"Gentile Dottoressa, non molto tempo fa, nel suo articolo su Terranauta del 13 aprile scorso, ha parlato della tecnica del bonding. Mi può dare altre notizie sull’argomento?"
Ho descritto questa tecnica inserendola tra i vari approcci di aiuto che utilizzo, anche se non sono esplicitamente di provenienza gestaltica, la specializzazione in psicoterapia che ho scelto di intraprendere anni fa.
Come ho scritto nello scorso articolo, il termine bonding indica un’esperienza di legame. E’ una tecnica in cui viene utilizzato il sostegno di qualcuno o qualcosa di esterno per facilitare l’espressione delle emozioni di rabbia e dolore.

[Voci di origine]:
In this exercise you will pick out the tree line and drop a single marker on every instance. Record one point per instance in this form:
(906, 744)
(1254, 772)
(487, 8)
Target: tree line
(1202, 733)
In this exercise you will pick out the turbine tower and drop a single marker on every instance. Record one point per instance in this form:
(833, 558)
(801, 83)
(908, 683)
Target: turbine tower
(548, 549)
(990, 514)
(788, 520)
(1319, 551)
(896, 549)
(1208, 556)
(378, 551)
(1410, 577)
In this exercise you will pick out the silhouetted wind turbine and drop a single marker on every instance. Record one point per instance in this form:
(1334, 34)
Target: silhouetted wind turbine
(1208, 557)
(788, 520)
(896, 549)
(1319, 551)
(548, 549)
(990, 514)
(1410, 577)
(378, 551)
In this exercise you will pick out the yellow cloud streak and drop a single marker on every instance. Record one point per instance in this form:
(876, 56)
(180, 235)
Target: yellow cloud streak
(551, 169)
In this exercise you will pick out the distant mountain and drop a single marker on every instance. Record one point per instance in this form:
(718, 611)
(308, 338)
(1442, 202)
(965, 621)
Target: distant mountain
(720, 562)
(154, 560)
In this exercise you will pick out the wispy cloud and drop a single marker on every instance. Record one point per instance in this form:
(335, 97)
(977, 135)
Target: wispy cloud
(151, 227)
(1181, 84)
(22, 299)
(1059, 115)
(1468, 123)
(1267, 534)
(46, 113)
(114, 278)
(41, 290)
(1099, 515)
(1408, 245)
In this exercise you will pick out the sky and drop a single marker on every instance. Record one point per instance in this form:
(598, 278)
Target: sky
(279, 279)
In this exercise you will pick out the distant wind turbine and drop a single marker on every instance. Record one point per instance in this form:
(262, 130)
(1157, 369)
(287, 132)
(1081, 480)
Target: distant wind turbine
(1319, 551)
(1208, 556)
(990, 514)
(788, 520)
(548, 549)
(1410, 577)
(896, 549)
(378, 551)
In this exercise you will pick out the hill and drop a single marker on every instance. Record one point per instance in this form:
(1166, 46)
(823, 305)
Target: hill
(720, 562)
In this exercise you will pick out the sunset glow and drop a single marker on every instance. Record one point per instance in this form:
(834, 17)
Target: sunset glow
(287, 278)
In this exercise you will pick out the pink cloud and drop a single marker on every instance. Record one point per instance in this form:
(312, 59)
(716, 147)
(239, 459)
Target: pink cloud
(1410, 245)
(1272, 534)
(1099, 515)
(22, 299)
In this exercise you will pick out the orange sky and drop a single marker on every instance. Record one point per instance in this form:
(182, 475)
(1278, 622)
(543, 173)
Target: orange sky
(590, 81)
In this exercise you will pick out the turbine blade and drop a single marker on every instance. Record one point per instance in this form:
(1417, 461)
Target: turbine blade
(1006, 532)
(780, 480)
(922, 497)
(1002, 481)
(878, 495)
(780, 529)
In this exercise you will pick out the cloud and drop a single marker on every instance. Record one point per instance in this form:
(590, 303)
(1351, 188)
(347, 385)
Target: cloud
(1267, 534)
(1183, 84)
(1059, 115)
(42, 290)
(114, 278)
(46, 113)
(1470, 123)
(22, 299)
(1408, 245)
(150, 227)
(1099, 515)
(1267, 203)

[Istruzioni operative]:
**a.** Elenca tutte le forme verbali in prima persona singolare presenti nel brano sulla tecnica del bonding.
**b.** Secondo il brano sul bonding, l'espressione di quali emozioni viene facilitata da questa tecnica?
**c.** Riprendi il brano sulla tecnica del bonding dal punto in cui si interrompe e prosegui la spiegazione.

[Risposte scritte]:
**a.** Ho descritto, utilizzo, ho scelto, ho scritto.

**b.** Le emozioni di rabbia e dolore.

**c.**
Uso la tecnica del bonding in psicoterapia a volte fungendo io stessa da sostegno per il cliente, quando le sue condizioni psicologiche sono in grado di vivere l’esperienza del contatto diretto, corpo a corpo, col terapeuta; altre volte faccio usare un cuscino da tenere stretto come in un abbraccio.
Se invece si usa questa tecnica al di là del contesto psicoterapeutico si può ricorrere all’abbraccio con un albero.
E’ un efficace strumento per liberare le emozioni di rabbia e dolore senza l’intervento della parte mentale. Anzi, dopo il primo impatto a volte difficile ed impacciato perché è molto radicato in noi il condizionamento di venire giudicati in ogni istante, si può sperimentare la facilità nell’emettere un suono col solo intento di fare uscire rabbia, ma senza decidere a priori il motivo della stessa o dare spazio a pensieri legati ad essa (sono arrabbiato perché…, sono arrabbiato poco o troppo, non riesco ad esprimere rabbia perché…, oppure ci riesco troppo facilmente perché…, ecc.).
Mi capita di proporre questa tecnica quando sento che in un determinato momento della terapia è necessario facilitare un cambiamento nella persona attraverso un’esperienza diretta durante la seduta psicoterapeutica.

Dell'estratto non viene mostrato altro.